▸ DATASET CONTENT
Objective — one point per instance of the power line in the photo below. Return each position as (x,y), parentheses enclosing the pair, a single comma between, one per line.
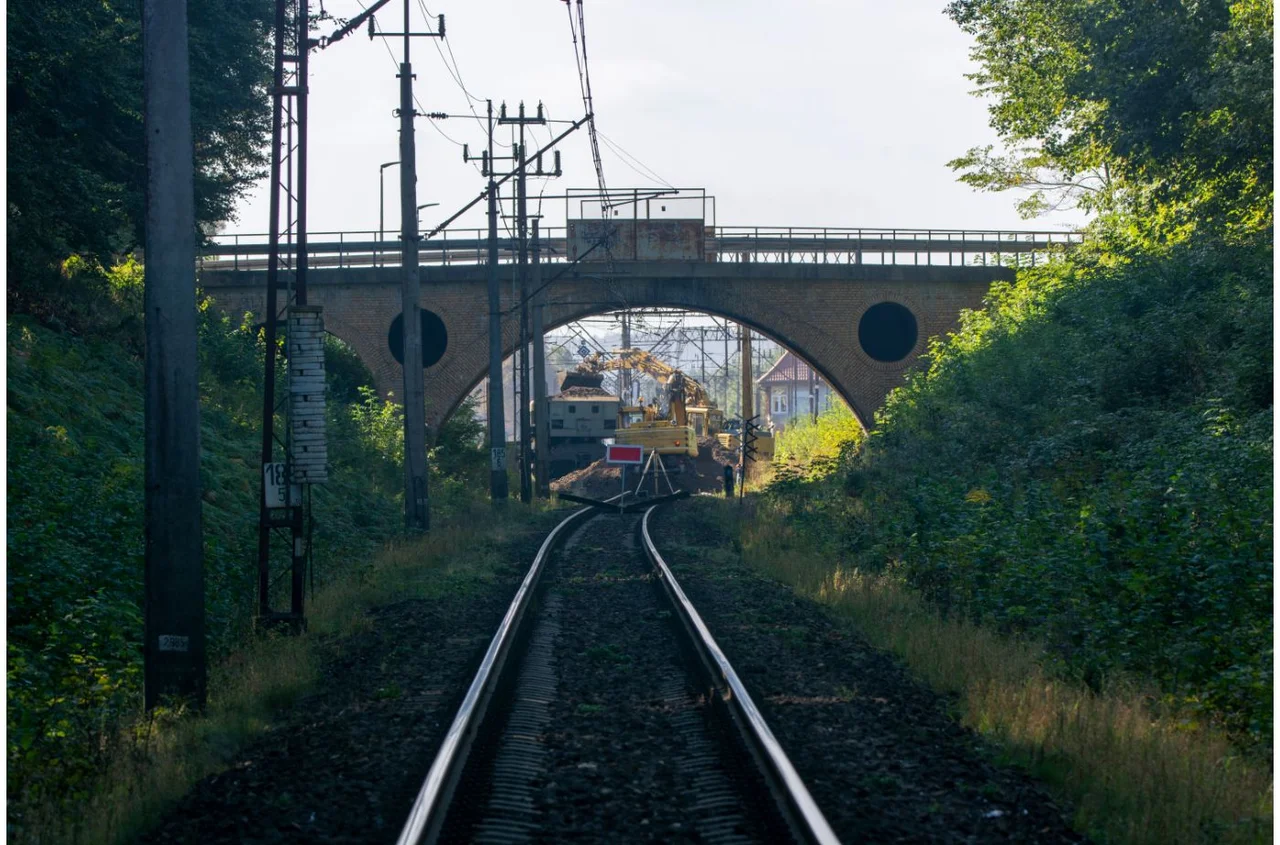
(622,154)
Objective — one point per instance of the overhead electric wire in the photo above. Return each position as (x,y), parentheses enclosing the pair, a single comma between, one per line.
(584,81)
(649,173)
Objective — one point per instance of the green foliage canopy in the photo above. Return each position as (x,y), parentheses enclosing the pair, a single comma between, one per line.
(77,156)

▸ TASK INSTRUCTIONS
Convert all three items above into a two-column CSV with the header row instruction,coordinates and one row per item. Put each item's text and its answer in a single quoted field, replace any line breaks with spaces, and leave out the pictures.

▸ RESULT FOR THIS TASK
instruction,coordinates
"Objective — one point per instance of the power line in the photo below. Return each position as (x,y), parentheses enclosing the pair, a single comma between, one per line.","(622,154)"
"Objective — one point per instance of the overhead electric wire in the photo above. Return each position as (x,y), parentheses enclosing the pair, a single comma between, one per line.","(584,81) (649,173)"
"Objective — one point per instance of the green foliage canopy in the photo above. Return each position as (x,y), parentheses enclosing the pair, a single comma between, one per line.","(77,156)"